Data for the task START
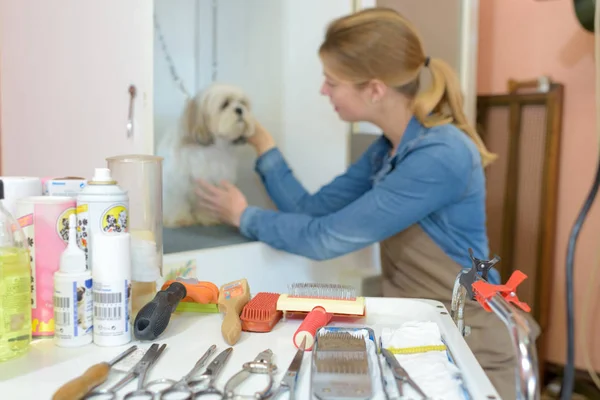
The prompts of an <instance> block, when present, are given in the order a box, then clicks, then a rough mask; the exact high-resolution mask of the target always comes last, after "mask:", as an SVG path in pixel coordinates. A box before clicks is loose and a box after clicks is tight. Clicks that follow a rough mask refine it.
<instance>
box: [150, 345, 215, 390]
mask: <svg viewBox="0 0 600 400" xmlns="http://www.w3.org/2000/svg"><path fill="white" fill-rule="evenodd" d="M216 350H217V346H216V345H214V344H213V345H212V346H210V347H209V348H208V350H206V352H205V353H204V354H203V355H202V357H200V359H199V360H198V361H196V364H195V365H194V367H193V368H192V369H191V370H190V372H188V373H187V374H186V375H185V376H184V377H183V378H181V379H180V380H178V381H176V380H174V379H169V378H161V379H156V380H154V381H152V382H148V383H147V384H146V389H147V390H149V391H151V392H153V393H154V394H159V393H165V392H167V391H169V392H170V393H175V392H177V393H179V390H177V391H176V390H175V389H176V388H177V389H179V388H181V387H183V388H184V389H183V390H184V391H186V390H187V388H188V387H189V386H188V382H189V381H190V380H191V379H192V378H193V376H194V375H196V374H197V373H198V371H200V369H201V368H203V367H204V366H205V365H206V363H207V361H208V359H209V358H210V357H211V356H212V355H213V354H214V353H215V351H216ZM165 385H167V386H166V388H163V389H162V390H161V389H158V387H164V386H165ZM153 388H157V389H153ZM172 389H173V390H172Z"/></svg>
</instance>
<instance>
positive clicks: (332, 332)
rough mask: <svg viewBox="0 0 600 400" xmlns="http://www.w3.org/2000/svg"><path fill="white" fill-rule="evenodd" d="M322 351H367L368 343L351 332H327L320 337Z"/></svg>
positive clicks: (321, 349) (362, 351) (361, 351)
mask: <svg viewBox="0 0 600 400" xmlns="http://www.w3.org/2000/svg"><path fill="white" fill-rule="evenodd" d="M319 350H320V351H359V352H366V351H367V342H365V339H364V338H363V337H361V336H358V335H354V334H352V333H350V332H327V334H321V335H319Z"/></svg>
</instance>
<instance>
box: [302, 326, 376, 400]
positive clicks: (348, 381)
mask: <svg viewBox="0 0 600 400" xmlns="http://www.w3.org/2000/svg"><path fill="white" fill-rule="evenodd" d="M360 342H362V343H360ZM311 391H312V393H313V395H314V396H315V397H316V398H318V399H321V400H341V399H346V400H348V399H353V400H354V399H356V400H367V399H370V398H372V397H373V385H372V381H371V367H370V364H369V355H368V353H367V346H366V340H365V338H363V337H360V336H358V335H353V334H351V333H343V332H325V333H319V334H318V335H317V337H316V342H315V349H314V352H313V360H312V371H311Z"/></svg>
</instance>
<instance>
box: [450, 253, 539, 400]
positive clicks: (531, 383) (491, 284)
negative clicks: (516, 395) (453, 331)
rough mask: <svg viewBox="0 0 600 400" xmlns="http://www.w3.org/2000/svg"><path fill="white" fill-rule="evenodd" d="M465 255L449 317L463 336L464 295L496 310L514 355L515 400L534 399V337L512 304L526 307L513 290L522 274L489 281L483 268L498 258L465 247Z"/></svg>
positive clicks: (534, 380) (513, 289) (516, 294)
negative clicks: (480, 254)
mask: <svg viewBox="0 0 600 400" xmlns="http://www.w3.org/2000/svg"><path fill="white" fill-rule="evenodd" d="M469 256H470V258H471V263H472V266H471V269H470V270H468V271H465V270H462V271H460V272H459V274H458V276H457V277H456V280H455V282H454V289H453V292H452V304H451V314H450V315H451V316H452V320H453V321H454V323H455V324H456V326H457V327H458V330H459V331H460V333H461V334H462V335H463V336H467V335H468V334H469V333H470V328H469V327H468V326H465V323H464V309H465V304H466V300H467V299H469V300H476V301H478V302H479V303H480V304H481V306H482V307H483V308H484V309H486V310H488V311H491V312H493V313H494V314H496V315H497V316H498V318H500V320H501V321H502V322H503V323H504V324H505V325H506V327H507V328H508V330H509V332H510V338H511V340H512V342H513V348H514V349H515V353H516V355H517V359H518V362H517V368H516V370H515V383H516V387H517V400H529V399H538V398H539V397H540V385H539V370H538V369H539V368H538V360H537V349H536V347H535V339H534V338H533V337H532V332H531V327H530V326H529V324H528V322H527V320H526V319H525V317H524V316H523V315H521V314H519V313H518V312H517V310H516V308H515V307H514V306H516V307H519V308H521V309H522V310H523V311H526V312H527V311H529V306H528V305H527V304H525V303H523V302H521V301H519V299H518V297H517V294H516V287H517V286H518V285H519V284H520V283H521V282H522V281H523V280H524V279H525V278H526V275H525V274H523V273H522V272H521V271H519V270H515V271H513V274H512V275H511V277H510V278H509V279H508V281H507V283H506V284H504V285H492V284H490V283H488V282H487V272H488V271H489V270H490V269H491V268H492V267H493V266H494V265H495V264H497V263H498V262H499V261H500V258H499V257H498V256H495V257H494V258H493V259H492V260H480V259H478V258H476V257H475V256H474V255H473V250H472V249H469ZM480 274H481V276H480ZM511 303H512V304H511Z"/></svg>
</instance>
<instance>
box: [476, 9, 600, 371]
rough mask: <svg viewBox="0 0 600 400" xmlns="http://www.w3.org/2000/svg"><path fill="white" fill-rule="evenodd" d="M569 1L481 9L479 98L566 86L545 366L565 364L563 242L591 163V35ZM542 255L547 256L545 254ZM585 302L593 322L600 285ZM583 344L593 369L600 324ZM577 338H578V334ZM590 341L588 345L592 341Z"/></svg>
mask: <svg viewBox="0 0 600 400" xmlns="http://www.w3.org/2000/svg"><path fill="white" fill-rule="evenodd" d="M572 3H573V2H572V1H533V0H486V1H482V2H481V5H480V7H481V9H480V32H479V66H478V71H479V76H478V91H479V93H481V94H488V93H502V92H505V91H506V84H507V80H508V79H509V78H513V79H518V80H525V79H531V78H535V77H538V76H540V75H545V74H548V75H550V76H551V77H552V78H553V79H554V80H556V81H557V82H561V83H563V84H564V85H565V104H564V122H563V137H562V146H561V153H560V158H561V163H560V176H559V198H558V221H557V230H558V232H557V239H556V246H555V249H554V251H555V257H556V262H555V265H553V266H548V268H554V270H555V279H554V286H553V299H552V315H551V320H550V328H549V337H548V339H549V342H550V343H553V344H552V346H551V347H550V348H549V349H548V357H547V358H548V361H551V362H556V363H560V364H562V363H564V361H565V357H566V356H565V354H566V343H565V340H566V331H565V320H566V316H565V302H564V296H565V290H564V270H565V259H566V250H567V240H568V236H569V233H570V230H571V227H572V225H573V223H574V221H575V219H576V218H577V215H578V213H579V210H580V208H581V205H582V204H583V202H584V199H585V197H586V196H587V192H588V191H589V189H590V186H591V184H592V180H593V177H594V172H595V167H596V163H597V157H598V153H597V143H598V139H597V137H596V132H595V109H594V107H595V93H594V85H595V63H594V49H593V46H594V39H593V35H592V34H590V33H587V32H586V31H584V30H583V28H581V27H580V26H579V24H578V22H577V20H576V17H575V14H574V11H573V5H572ZM597 204H598V201H596V203H595V205H594V207H593V208H592V210H591V213H590V214H589V216H588V220H587V221H586V223H585V225H584V226H583V229H582V231H581V234H580V238H579V245H578V248H577V253H576V257H575V305H576V308H577V310H576V318H577V320H576V323H577V327H576V329H578V328H579V327H580V326H581V325H580V319H581V316H582V312H581V309H582V305H583V302H584V295H585V292H586V291H587V286H588V285H587V284H588V282H589V280H590V273H591V271H592V269H594V268H598V267H600V266H599V265H598V263H599V258H598V248H599V246H600V243H599V241H598V237H599V235H600V215H599V213H598V206H597ZM548 251H553V250H552V249H548ZM594 287H595V290H594V291H593V293H594V295H593V298H592V299H589V301H590V302H591V303H590V304H591V305H592V306H591V309H590V311H591V312H590V314H589V315H590V316H591V315H598V311H599V310H598V308H597V304H600V301H599V300H600V290H598V289H600V285H599V284H598V282H596V283H594ZM592 325H593V326H592V328H591V329H590V331H589V335H588V337H589V338H590V341H591V342H593V343H592V345H591V347H589V346H586V345H585V344H584V343H582V342H581V341H580V340H577V342H576V346H577V348H576V364H577V366H578V367H579V368H582V367H583V365H584V364H583V358H582V356H583V353H584V352H586V351H588V352H589V351H591V353H592V358H593V364H594V367H595V369H596V370H600V340H598V337H599V336H598V335H597V334H594V332H598V330H600V320H598V319H597V318H594V320H593V321H592ZM577 334H579V333H577ZM593 338H595V340H592V339H593Z"/></svg>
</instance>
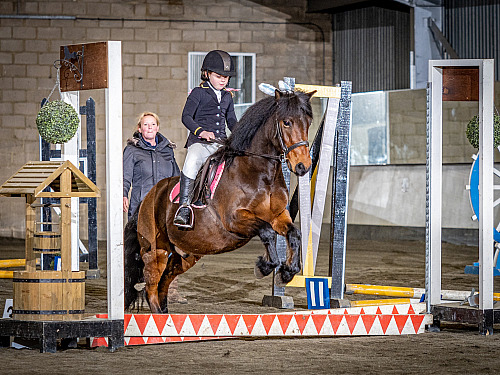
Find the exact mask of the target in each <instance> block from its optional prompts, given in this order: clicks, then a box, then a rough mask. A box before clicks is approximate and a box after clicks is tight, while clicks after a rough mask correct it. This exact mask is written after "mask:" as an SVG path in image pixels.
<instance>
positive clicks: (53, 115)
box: [36, 100, 80, 143]
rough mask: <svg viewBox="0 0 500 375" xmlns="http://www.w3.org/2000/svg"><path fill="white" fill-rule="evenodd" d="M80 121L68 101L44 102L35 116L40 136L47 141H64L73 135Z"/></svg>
mask: <svg viewBox="0 0 500 375" xmlns="http://www.w3.org/2000/svg"><path fill="white" fill-rule="evenodd" d="M79 125H80V121H79V119H78V113H76V111H75V109H74V108H73V107H72V106H71V105H70V104H68V103H65V102H63V101H62V100H54V101H53V102H49V103H47V104H45V105H44V106H43V107H42V108H41V109H40V111H39V112H38V115H37V116H36V126H37V128H38V133H40V136H41V137H42V138H43V139H44V140H46V141H47V142H49V143H66V142H68V141H69V140H70V139H71V138H73V136H74V135H75V133H76V131H77V130H78V126H79Z"/></svg>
Data for the task END
> The problem: Lay out the stretch from the start of the entries through the line containing "box: [150, 345, 215, 390]" as a numbered list, one item per line, skipping blank lines. Leave the pictures out of your answer.

> Your response:
1. The prompts of an <instance> block, when present, are given in the order a box, then clicks, then a rough mask; the exact high-resolution mask of the target always comes last, after "mask:", as an SVG path in pixel coordinates. A box before clicks is loose and a box after clicks is tight. Clicks that follow a rough mask refine it.
2. <instance>
3. box: [150, 345, 215, 390]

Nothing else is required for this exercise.